* **Your objective**
Return the lines beginning at the one that contains "the gutter, the" and continuing to the end of the entries, including both ends, exactly as written and nothing else.

★ ★ ★

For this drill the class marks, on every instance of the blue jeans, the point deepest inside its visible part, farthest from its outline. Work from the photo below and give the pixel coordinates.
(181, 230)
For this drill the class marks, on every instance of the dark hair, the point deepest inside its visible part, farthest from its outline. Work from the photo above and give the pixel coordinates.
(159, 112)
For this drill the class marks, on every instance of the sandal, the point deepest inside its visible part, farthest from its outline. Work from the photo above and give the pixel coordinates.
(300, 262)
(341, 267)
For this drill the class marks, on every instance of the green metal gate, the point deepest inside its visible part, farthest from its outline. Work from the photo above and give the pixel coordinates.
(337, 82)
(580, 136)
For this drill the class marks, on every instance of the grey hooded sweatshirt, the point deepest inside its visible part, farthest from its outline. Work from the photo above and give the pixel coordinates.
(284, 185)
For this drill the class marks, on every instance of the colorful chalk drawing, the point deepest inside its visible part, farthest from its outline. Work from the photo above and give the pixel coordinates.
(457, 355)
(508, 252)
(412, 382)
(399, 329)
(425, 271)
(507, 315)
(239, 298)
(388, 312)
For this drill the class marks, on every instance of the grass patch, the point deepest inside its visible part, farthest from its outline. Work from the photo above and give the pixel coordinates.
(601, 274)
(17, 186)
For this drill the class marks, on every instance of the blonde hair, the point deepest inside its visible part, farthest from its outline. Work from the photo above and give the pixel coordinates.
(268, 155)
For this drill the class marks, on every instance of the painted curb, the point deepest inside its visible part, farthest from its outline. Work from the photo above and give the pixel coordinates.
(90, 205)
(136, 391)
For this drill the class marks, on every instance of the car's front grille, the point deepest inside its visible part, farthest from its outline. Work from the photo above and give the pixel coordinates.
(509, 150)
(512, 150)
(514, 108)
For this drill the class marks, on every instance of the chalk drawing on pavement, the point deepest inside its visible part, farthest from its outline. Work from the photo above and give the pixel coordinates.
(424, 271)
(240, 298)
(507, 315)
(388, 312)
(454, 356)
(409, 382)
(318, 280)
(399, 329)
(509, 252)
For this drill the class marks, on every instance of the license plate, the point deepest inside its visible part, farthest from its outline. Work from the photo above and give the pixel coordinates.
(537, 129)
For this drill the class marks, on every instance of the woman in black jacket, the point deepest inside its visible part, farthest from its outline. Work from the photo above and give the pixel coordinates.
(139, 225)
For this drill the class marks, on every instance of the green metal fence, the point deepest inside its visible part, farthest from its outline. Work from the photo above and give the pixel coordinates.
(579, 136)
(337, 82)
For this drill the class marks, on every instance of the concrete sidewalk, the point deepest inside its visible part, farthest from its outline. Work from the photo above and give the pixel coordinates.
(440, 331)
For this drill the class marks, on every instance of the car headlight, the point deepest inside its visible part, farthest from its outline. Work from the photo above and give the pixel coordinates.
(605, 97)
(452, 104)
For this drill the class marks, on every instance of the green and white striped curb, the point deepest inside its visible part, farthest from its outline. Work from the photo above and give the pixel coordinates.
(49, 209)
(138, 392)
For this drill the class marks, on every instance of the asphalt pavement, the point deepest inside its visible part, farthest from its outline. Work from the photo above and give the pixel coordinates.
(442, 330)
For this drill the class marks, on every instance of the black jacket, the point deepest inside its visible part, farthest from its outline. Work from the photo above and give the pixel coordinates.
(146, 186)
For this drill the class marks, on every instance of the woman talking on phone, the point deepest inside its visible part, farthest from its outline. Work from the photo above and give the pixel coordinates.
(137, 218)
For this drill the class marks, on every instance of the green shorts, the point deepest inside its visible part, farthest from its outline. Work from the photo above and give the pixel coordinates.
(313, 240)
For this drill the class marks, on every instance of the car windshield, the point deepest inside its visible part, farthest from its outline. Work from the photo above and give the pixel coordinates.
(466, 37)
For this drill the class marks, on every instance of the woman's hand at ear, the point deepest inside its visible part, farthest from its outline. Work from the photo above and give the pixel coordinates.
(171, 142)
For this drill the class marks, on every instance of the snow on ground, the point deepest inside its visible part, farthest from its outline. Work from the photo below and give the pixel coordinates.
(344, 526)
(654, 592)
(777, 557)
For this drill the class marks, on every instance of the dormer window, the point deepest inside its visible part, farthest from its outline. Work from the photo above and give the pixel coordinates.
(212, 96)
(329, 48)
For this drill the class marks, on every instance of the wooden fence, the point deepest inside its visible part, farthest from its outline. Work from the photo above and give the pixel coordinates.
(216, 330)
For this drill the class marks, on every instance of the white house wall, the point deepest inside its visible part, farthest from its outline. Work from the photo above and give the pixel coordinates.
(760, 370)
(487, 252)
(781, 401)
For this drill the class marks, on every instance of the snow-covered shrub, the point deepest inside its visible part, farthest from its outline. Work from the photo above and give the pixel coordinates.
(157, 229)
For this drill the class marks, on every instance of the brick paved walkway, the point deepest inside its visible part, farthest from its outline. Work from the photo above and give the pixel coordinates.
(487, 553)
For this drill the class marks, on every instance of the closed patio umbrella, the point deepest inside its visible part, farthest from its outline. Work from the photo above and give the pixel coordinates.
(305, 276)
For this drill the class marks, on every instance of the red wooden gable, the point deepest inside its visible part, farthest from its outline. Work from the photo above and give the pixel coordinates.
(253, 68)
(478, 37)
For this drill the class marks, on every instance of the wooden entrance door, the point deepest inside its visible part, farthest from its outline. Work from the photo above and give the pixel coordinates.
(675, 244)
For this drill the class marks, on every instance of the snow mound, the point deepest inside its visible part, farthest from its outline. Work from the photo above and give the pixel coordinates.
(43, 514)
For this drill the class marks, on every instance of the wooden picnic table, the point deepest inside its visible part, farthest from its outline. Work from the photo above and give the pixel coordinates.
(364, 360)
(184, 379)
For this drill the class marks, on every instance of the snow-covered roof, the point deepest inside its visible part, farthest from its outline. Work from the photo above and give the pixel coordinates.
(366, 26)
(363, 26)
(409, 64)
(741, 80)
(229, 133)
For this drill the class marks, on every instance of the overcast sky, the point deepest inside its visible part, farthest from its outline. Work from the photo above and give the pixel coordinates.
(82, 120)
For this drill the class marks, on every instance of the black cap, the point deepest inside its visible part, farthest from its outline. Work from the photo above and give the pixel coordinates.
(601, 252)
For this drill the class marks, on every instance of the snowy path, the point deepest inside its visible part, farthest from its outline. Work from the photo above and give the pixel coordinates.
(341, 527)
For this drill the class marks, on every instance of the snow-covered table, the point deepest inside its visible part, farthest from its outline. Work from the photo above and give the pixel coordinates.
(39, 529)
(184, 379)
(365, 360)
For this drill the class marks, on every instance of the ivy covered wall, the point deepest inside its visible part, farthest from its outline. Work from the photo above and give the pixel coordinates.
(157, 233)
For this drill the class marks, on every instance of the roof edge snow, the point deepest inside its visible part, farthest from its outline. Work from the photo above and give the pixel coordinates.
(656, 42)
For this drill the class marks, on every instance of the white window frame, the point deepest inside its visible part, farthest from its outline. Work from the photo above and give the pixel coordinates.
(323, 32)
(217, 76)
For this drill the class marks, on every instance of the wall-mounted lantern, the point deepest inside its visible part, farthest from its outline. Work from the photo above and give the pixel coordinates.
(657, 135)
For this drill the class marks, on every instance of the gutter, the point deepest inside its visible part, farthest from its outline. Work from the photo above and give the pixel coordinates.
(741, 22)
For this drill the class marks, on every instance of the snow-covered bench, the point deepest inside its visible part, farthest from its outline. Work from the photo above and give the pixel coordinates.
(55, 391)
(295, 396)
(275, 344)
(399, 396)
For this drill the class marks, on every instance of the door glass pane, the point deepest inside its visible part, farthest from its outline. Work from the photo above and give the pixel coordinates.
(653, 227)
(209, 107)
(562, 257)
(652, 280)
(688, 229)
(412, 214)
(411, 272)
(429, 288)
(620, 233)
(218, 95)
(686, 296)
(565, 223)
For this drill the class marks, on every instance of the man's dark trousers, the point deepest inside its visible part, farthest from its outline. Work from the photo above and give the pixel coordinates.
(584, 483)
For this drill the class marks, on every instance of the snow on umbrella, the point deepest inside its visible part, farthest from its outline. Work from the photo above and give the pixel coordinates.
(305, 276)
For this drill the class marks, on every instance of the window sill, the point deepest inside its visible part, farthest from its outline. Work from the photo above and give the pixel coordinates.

★ ★ ★

* **Reply to the task**
For this drill the class marks, on every instance of the gutter, the point deepest inside its visible part, farthest from its outline. Work from the photo above and give the pixel coordinates.
(741, 22)
For this drill the class marks, on every instance of the snow-covered bench, the point deepest inside its visible part, farthest from its outline. Work from the photo above and give the pixel coordinates.
(55, 391)
(295, 396)
(275, 344)
(399, 396)
For this drill the class marks, on every instance of the door glass pane, the point deepest inside its visible part, farthest from its outline. Work from the photo above and give the pixel coordinates.
(653, 227)
(209, 107)
(562, 257)
(652, 280)
(688, 229)
(412, 214)
(411, 272)
(429, 288)
(620, 233)
(218, 95)
(686, 296)
(565, 223)
For this drill the class marks, on every instance of the man's dark trousers, the point deepest inside its visible part, farthest from its outline. Work from the photo above and give the pixel coordinates.
(584, 483)
For this drill the class marks, on every instance of the snow on umbrella, the point deepest inside its visible part, farthest from its outline. Work from the photo above and give the pixel coordinates.
(305, 276)
For this drill the class marks, on every instance of the window sill, the point deepest inside its visible part, farthest from its outline. Work from the photo above and give the pixel coordinates.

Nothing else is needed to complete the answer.